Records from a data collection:
··········

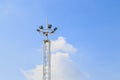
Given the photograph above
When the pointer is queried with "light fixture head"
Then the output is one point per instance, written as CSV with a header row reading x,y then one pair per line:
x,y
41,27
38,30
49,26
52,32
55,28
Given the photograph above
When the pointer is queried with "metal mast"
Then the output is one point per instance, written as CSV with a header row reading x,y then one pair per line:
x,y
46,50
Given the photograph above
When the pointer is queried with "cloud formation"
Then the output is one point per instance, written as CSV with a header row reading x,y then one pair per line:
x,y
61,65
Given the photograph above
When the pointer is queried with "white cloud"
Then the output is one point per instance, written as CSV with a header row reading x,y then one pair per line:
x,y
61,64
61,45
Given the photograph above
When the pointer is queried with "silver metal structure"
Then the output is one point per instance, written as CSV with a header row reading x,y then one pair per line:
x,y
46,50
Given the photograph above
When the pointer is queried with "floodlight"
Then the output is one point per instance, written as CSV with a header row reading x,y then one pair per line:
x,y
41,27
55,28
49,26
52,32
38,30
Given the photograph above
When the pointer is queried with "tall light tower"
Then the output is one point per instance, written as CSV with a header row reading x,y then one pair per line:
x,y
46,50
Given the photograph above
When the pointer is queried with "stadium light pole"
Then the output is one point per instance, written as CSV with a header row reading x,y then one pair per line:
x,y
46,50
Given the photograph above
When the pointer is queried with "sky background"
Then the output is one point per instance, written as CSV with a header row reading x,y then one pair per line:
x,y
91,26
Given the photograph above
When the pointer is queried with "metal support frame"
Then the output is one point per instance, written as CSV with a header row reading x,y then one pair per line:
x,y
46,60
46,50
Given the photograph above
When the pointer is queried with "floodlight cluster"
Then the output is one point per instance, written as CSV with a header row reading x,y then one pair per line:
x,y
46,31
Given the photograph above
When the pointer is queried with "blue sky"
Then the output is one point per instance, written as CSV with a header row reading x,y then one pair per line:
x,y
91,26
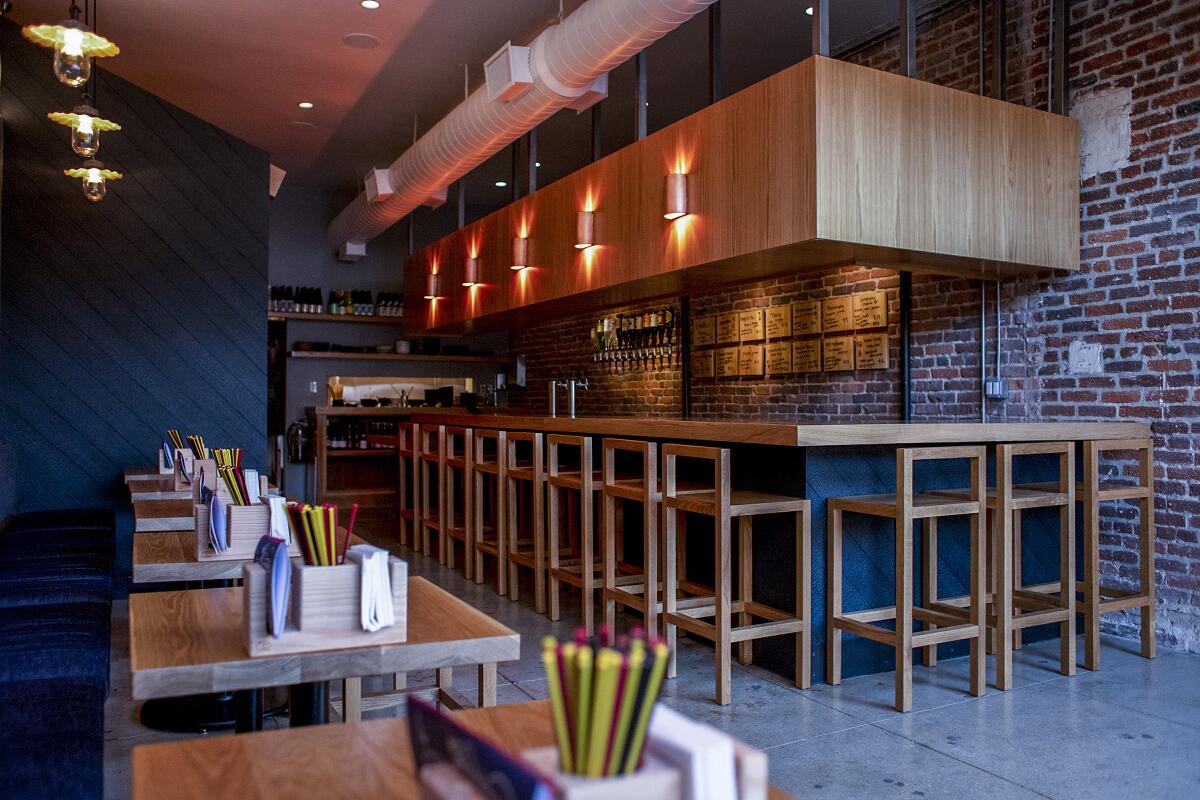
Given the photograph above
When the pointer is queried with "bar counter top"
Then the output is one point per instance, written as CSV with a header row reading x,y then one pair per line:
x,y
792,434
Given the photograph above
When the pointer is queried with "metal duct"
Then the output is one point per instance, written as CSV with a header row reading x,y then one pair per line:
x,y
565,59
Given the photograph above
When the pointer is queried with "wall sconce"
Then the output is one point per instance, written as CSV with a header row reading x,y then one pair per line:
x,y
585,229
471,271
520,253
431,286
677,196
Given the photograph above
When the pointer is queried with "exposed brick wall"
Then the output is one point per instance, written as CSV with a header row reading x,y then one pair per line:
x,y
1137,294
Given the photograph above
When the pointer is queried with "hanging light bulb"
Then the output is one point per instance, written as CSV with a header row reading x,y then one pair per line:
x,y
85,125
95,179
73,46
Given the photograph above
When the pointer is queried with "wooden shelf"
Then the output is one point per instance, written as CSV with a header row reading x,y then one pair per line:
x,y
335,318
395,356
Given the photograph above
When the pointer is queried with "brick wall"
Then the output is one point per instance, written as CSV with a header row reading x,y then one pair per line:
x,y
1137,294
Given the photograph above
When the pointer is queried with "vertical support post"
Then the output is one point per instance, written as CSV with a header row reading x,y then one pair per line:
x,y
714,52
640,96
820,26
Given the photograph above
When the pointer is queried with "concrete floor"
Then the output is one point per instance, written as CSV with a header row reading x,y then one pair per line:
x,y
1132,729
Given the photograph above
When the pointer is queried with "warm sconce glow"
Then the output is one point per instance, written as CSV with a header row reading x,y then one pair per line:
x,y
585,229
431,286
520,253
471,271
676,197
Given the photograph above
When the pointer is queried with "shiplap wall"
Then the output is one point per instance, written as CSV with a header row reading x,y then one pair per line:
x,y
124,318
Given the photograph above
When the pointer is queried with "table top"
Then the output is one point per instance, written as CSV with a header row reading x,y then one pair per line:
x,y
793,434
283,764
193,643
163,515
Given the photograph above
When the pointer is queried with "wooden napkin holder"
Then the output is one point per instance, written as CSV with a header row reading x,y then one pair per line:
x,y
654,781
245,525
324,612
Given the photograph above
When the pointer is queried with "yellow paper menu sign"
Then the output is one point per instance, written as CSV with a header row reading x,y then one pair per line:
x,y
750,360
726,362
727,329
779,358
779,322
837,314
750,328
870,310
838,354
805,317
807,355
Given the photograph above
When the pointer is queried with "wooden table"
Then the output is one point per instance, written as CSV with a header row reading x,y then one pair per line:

··········

Transcribe all of the records above character for character. Exclude the pictures.

▸ Full solution:
Given the photograph above
When the pointer is queried with "light fixture head"
Then the output is one point per instance, written as CSV with a header row reading x,y then one pair per line:
x,y
41,27
38,30
49,26
52,32
55,28
Given the photograph above
When the pointer is queried with "metal mast"
Then the output is one point per instance, written as CSV with a header row reading x,y then one pair per line:
x,y
46,50
Given the photograph above
When the pointer is queried with "cloud formation"
Then the output is one point per instance, written as CSV with a header row reading x,y then one pair per line:
x,y
61,65
Given the photograph above
When the pointer is queried with "white cloud"
Then the output is one point per instance, written as CSV with a header row reading x,y then one pair per line:
x,y
61,64
61,45
Given the photograph above
When the pointer is queried with "silver metal structure"
Then the output is one point per instance, written as CSV with a header row reading x,y then one pair per line:
x,y
46,50
Given the photograph above
When the pointer is queried with "floodlight"
Then the output is one point per instance, written as CSV with a header row reading x,y then one pair per line:
x,y
41,27
55,28
49,26
52,32
38,30
Given the photograph above
When the pointer is queried with "tall light tower"
Then the output is one point per instance, written as CSV with a header row reading x,y then one pair per line:
x,y
46,50
Given the photograph above
When the pointer is queried with "stadium light pole"
Then the output is one point per instance, written as CSV with a header row reading x,y then one pair per line:
x,y
46,50
Given the photograph above
When the pointer is queried with "sky background"
Then the output is one point per instance, written as CSV with a header row reading x,y then one pair per line:
x,y
91,26
Given the photograph above
When the pointer is queried with "metal support frame"
Then the output is one point per instance, written as CSV with a header row reading x,y then one pair per line:
x,y
46,60
46,50
Given the photograph above
When the pointer is queried with "floodlight cluster"
Then the output is one point per instance, written as CSV with a header row reading x,y then one pair per line:
x,y
46,31
Given the photograph above
When the pointer is queried with "blue sky"
Then the output is one point per instance, written as CSV with a header row reading x,y then one pair per line:
x,y
91,26
Given the photograph above
When the pointer is queried with "bar counter top"
Then the output is one point per instance, written as CSV with a header row reading x,y then one pair per line:
x,y
792,434
Given the photograph above
When the pointer is queried with "metal duct"
Then the output is one point per instance, written as CSV with a header row reading x,y then one pair per line:
x,y
565,59
Given the photograph above
When the pointer is queried with "wall sconce"
Then the output is one point per instance, written as CSV with a header row reading x,y then one pair per line:
x,y
585,229
471,271
520,253
431,286
677,196
Given the photograph above
When the pointer is queried with "exposed brick wall"
Then the output is one point per instance, written as CSV with a header row reading x,y then one pair per line:
x,y
1137,294
Given the photograph above
When the pointer is queried with "hanging light bulb"
Then the output is one point per instance, written as CSV with a header row reading x,y then one pair per line:
x,y
85,125
95,179
73,46
Given the photograph above
When the pointer is queried with "wooden shelf"
Then the output is one point per instance, written as CSV with a header row reading x,y then one pair per line:
x,y
335,318
395,356
Given the photograph above
When the pointer is queried with "brick wall"
Then the output is one point per instance, written as CSV with a header row reading x,y then one pair per line:
x,y
1137,294
Given the photograph above
When the pointer is queried with "vertical support post"
Then the output is one point per instance, written as CSV with a header row reading x,y then one pair per line:
x,y
714,52
640,96
820,26
Given the photograph above
When the pointer is queried with "concrete floor"
Then the output is one point per instance, written as CSV with a header row reading x,y then one pair per line:
x,y
1132,729
Given the photograph above
When the pointer is queried with "warm sconce glow"
Then the output is one point per instance, written as CSV with a header row reading x,y then one pair per line:
x,y
585,229
431,286
520,253
471,271
676,197
Given the photograph above
When the pointer is queried with "shiplap wall"
Then the output is one point per instance, written as CSV with a header row reading x,y then one pair per line:
x,y
124,318
Given the photograph above
When the pointer is queried with "table top"
Then the output is one point per instance, written as CSV with a header row reading x,y then one pair per line:
x,y
793,434
283,764
193,643
163,515
Given the photograph above
When the pointer is queried with "wooden napkin holder"
Then the output is one point per instance, written as CSV with a header row reading x,y then one pair per line:
x,y
654,781
245,525
324,612
Given the photograph above
When the pointer is queried with "yellow paper menu sign"
Then the output is one point per instance, written as CSV with a header row reading x,y then one pair per line:
x,y
750,360
726,362
727,329
779,358
779,322
837,314
750,328
870,310
838,354
805,317
807,355
Given the photograph above
When the pointer is queried with "wooden table"
Then the output is one point per instance, written as CSV with a header row reading x,y then one pair per line:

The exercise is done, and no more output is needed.